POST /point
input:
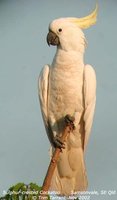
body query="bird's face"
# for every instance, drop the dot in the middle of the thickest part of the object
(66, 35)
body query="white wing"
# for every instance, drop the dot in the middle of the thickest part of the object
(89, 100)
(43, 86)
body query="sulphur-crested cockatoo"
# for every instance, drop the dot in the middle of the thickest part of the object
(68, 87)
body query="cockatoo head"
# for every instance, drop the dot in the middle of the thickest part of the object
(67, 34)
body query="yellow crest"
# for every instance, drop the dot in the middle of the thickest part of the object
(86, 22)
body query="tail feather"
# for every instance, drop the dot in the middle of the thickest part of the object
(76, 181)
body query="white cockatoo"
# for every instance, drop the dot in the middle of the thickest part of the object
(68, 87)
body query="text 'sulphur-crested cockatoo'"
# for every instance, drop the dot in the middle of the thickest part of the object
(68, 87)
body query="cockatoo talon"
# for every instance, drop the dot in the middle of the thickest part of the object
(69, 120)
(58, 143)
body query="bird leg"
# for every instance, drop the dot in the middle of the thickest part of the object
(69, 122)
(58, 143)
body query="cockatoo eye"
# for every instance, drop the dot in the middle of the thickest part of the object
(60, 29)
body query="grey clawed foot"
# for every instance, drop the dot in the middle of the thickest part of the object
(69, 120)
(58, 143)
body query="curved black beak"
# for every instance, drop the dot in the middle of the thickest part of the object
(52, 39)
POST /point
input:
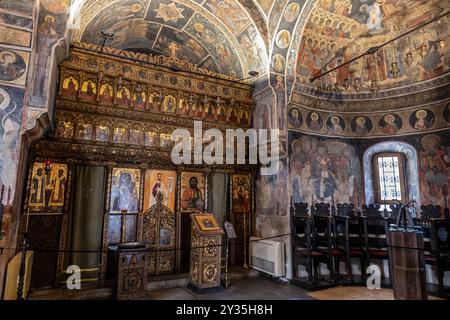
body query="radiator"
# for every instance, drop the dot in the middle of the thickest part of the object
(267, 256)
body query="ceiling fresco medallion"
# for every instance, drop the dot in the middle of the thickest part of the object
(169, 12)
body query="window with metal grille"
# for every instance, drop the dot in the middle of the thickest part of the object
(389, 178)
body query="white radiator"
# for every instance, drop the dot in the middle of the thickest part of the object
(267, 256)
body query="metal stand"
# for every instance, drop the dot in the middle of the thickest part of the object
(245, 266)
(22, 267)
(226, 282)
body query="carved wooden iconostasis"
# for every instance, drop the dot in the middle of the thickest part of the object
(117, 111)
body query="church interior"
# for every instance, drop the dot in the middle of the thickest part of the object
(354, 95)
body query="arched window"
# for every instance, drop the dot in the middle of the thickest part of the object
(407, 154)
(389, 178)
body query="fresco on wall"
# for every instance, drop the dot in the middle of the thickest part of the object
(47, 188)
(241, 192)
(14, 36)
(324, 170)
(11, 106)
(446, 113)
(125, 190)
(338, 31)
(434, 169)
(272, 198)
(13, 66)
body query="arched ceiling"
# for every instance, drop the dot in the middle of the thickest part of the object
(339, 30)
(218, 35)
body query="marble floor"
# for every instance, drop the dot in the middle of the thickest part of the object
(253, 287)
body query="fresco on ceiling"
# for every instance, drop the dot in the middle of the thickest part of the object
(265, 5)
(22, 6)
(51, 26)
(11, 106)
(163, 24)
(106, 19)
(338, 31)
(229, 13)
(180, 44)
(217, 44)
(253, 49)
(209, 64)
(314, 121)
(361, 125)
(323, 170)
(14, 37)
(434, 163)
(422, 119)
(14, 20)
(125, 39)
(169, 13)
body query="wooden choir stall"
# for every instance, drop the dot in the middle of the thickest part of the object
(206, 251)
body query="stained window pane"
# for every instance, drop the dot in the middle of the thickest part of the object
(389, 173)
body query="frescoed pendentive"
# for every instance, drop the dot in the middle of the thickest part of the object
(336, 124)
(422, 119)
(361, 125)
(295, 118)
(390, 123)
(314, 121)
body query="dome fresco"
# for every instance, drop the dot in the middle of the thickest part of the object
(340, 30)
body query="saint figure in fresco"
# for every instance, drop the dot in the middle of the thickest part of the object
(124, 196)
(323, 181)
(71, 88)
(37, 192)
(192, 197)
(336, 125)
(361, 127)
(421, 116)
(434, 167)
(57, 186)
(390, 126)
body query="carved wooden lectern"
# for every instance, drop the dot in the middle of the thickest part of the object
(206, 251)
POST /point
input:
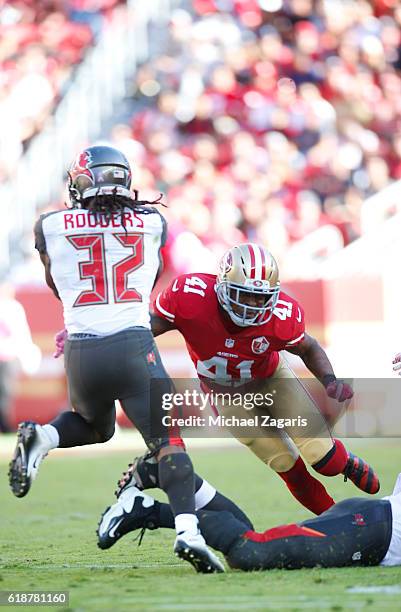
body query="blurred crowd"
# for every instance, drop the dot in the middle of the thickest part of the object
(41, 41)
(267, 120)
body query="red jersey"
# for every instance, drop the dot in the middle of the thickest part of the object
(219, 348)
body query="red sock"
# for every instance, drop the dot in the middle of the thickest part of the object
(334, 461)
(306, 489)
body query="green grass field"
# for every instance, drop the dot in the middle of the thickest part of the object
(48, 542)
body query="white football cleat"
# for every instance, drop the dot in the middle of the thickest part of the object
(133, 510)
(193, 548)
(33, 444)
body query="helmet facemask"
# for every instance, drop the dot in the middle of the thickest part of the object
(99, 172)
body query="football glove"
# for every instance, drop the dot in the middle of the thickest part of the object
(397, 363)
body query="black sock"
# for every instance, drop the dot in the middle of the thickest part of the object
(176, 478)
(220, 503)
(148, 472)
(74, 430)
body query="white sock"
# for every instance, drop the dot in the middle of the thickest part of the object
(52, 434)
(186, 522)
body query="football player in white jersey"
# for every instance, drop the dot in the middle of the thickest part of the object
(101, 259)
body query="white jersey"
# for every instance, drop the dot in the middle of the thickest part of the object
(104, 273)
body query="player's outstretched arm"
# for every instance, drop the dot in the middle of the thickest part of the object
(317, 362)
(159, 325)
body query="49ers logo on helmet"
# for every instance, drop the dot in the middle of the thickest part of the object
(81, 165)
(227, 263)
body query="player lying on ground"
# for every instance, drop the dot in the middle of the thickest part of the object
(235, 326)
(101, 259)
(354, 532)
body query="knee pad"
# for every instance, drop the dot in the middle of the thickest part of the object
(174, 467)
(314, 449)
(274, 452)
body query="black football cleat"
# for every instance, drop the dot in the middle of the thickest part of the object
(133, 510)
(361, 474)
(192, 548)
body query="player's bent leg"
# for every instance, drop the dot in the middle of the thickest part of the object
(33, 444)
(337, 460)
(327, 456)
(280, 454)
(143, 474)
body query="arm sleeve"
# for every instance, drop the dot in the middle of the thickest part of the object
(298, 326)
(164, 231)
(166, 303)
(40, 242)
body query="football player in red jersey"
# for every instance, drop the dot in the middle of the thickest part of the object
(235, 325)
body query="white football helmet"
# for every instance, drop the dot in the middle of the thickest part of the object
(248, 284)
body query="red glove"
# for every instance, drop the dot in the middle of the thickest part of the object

• _Prompt_: For each line in the data above that contains the string "ceiling", extract the line.

• _Solution_:
body query="ceiling fresco medallion"
body query="arched ceiling"
body query="fresco on ceiling"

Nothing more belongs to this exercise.